Furthermore, PX-866 has the ability to prevent angiogenesis and hinder glioblastoma cells' ability to invade. Previous PDX models showed that PX-866 therapy greatly suppressed the growth of glioblastoma xenograft tumors, resulting in a considerable prolongation of the median life periods of the animals bearing xenografts. On the other hand, PI-103 is a brand-new dual-target inhibitor that inhibits both PI3K and mTOR, which can stop the growth of cancerous tumor cells (such breast and hepatocellular carcinoma). While autophagy is induced by mTOR inactivation, PI3K inhibitors can cause cell cycle arrest, facilitate apoptosis, and limit cell proliferation. Thus, in addition to inducing apoptosis, inhibitors of the PI3K/mTOR pathway can also stimulate autophagy, which in turn influences the activity of SGK3, a promoter of hepatocellular carcinoma stem cells. Consequently, the antitumor efficaciousness of PI3K/mTOR inhibitors is diminished and the survival of hepatocellular carcinoma cells are prolonged. The PI3K/Akt/mTOR pathway inhibits apoptosis, promotes cell cycle progression and proliferation, and induces angiogenesis, all of which contribute to the formation and progression of acute promyelocytic leukemia, ovarian cancer, and other malignant tumors. Specifically, it has been previously documented that the PI3K/ Akt/mTOR pathway is involved in the pathophysiology of T lymphocytic leukemia. The present study demonstrated that PI3K inhibitors (PX-866 and PI-103) dramatically reduced the viability of CCRF-CEM and Jurkat cells. This effect was further amplified when the autophagy inhibitor 3-MA was coadministered. It is possible to induce caspase-9 phosphorylation, which will decrease caspase-9's action after AKT is activated. This will help to block the mitochondrial apoptosis pathway. It has been revealed that the PI3K/AKT/mTOR pathway plays a crucial role in the development of leukemia, and that blocking this pathway directly induces apoptosis in leukemia cells. PI3K/ AKT/mTOR signaling has thus emerged as a primary target for T-ALL therapy. In the current study, CCRF-CEM and Jurkat cells exhibited a markedly increased apoptotic rate following treatment with PX-866 and PI-103. Furthermore, 3-MA cotreatment increased the T-ALL cells' apoptotic rate much more. When 3-MA co-treatment was used in conjunction with PX-866 or PI101 therapy, it also significantly increased Jurkat apoptosis.
++++
### Complete the following:
(a) Decide whether each statement agrees with the passage on PI3K inhibitors, answering yes or no and quoting the words of the passage that settle it.
(i) PI-103 acts on both PI3K and mTOR.
(ii) The passage attributes cell cycle arrest to mTOR inactivation.
(iii) Adding 3-MA weakened the drop in CCRF-CEM and Jurkat cell viability caused by the PI3K inhibitors.
(b) Answer these questions from the passage on PI3K inhibitors.
(i) Which two cell lines showed reduced viability after treatment with PX-866 and PI-103?
(ii) What does SGK3 promote?
(iii) Besides preventing angiogenesis, what ability of glioblastoma cells can PX-866 hinder?
(c) Write the next few sentences of the passage on PI3K inhibitors, picking up after its final sentence.
++++
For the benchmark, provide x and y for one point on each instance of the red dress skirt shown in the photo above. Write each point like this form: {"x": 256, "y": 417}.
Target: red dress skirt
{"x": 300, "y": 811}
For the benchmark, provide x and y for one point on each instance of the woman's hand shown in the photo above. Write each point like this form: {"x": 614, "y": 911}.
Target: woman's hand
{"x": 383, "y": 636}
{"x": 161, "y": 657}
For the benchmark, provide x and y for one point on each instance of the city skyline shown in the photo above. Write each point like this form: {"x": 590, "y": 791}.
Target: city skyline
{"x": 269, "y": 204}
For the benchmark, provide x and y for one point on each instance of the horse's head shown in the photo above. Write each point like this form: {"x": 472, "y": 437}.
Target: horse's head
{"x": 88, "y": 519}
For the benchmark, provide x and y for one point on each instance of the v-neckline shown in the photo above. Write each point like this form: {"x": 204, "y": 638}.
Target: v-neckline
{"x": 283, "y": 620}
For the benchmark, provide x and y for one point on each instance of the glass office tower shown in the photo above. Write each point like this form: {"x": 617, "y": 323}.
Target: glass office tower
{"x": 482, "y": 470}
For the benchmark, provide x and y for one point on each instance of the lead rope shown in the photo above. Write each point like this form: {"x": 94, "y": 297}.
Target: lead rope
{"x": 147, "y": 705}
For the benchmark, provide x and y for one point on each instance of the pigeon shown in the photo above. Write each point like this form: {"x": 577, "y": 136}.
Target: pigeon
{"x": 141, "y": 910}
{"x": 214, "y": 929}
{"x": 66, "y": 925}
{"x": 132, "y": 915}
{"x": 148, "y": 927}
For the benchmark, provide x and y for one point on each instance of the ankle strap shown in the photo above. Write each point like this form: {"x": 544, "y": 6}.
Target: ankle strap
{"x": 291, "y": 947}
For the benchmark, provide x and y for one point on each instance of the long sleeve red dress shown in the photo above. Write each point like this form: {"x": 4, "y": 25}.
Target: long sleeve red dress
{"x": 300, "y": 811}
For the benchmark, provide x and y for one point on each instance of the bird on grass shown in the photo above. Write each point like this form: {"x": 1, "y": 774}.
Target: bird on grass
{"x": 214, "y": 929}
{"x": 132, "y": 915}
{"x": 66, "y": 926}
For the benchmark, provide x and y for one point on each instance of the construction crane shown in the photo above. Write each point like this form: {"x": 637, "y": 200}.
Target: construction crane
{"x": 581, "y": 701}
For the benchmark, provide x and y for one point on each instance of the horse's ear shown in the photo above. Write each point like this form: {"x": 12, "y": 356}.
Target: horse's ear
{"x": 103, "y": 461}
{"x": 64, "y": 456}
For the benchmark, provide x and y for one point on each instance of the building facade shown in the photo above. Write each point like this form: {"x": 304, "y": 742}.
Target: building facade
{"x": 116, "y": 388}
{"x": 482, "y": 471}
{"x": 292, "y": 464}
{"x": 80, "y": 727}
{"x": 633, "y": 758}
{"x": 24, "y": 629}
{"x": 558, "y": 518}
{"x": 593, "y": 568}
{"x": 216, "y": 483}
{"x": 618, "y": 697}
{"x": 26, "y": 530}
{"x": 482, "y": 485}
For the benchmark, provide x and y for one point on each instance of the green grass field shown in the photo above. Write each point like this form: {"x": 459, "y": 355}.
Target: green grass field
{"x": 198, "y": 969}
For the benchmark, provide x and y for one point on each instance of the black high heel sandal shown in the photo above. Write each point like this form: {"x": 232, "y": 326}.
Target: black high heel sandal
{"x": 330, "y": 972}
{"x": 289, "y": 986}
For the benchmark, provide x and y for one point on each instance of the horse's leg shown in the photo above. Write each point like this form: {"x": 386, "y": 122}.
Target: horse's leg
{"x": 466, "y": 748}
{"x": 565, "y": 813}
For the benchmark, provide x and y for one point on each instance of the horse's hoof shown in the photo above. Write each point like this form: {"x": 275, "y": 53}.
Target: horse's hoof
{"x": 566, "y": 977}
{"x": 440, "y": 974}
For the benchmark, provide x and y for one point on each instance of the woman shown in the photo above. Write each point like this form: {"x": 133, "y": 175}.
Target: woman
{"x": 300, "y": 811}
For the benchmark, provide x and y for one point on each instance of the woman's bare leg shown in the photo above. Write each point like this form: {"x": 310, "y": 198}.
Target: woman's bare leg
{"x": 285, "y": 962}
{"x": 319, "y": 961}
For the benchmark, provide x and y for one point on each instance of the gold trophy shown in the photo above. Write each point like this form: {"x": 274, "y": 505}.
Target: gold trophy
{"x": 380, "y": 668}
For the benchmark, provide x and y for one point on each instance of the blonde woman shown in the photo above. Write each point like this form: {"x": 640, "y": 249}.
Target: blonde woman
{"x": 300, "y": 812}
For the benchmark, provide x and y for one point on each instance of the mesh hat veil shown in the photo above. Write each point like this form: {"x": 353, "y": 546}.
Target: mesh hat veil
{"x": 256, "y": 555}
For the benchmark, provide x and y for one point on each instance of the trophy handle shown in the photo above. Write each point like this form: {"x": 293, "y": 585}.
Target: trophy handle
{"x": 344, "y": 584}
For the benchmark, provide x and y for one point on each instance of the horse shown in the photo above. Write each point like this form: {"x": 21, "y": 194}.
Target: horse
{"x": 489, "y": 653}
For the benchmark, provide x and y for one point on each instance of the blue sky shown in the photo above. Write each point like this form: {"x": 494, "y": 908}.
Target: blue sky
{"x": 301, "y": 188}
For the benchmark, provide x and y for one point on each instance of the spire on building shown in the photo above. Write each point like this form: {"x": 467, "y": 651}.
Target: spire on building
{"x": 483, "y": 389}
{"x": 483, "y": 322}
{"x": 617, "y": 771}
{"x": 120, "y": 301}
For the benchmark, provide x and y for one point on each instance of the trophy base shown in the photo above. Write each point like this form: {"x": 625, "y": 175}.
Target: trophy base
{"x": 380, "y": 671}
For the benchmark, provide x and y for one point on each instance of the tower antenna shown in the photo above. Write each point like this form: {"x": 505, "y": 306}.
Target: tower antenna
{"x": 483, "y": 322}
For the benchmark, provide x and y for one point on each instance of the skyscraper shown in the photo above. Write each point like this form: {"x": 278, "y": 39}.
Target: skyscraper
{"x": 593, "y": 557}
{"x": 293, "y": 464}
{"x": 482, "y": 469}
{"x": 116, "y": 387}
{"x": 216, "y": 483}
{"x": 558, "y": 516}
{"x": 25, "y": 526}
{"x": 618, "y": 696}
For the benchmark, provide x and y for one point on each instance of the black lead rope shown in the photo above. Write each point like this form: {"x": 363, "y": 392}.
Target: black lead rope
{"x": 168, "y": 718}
++++
### Answer set:
(a)
(i) Yes: "PI-103 is a brand-new dual-target inhibitor that inhibits both PI3K and mTOR"
(ii) No: "While autophagy is induced by mTOR inactivation, PI3K inhibitors can cause cell cycle arrest"
(iii) No: "This effect was further amplified when the autophagy inhibitor 3-MA was coadministered."

(b)
(i) CCRF-CEM and Jurkat cells
(ii) Hepatocellular carcinoma stem cells
(iii) Their ability to invade

(c)
Autophagy has emerged as a key mechanism that influences the ability of cancer cells, notably breast cancer, to survive in the recent past. In the meantime, autophagy is thought to be one of the physiological processes that can influence cell survival since it gives cells nutritional support in a variety of stressful situations. Oncogenes like PI3K and mTOR have the ability to block autophagy in lung cancer, whereas autophagy-related proteins including ATG5, ATG12, and Beclin-1 have the ability to activate it. In our work, CCRF-CEM and Jurkat cells showed significantly increased expression of ATG5, ATG12, and Beclin-1 following treatment with PX-866 and PI-103. These autophagyrelated proteins showed a substantial downregulation following co-treatment with 3-MA.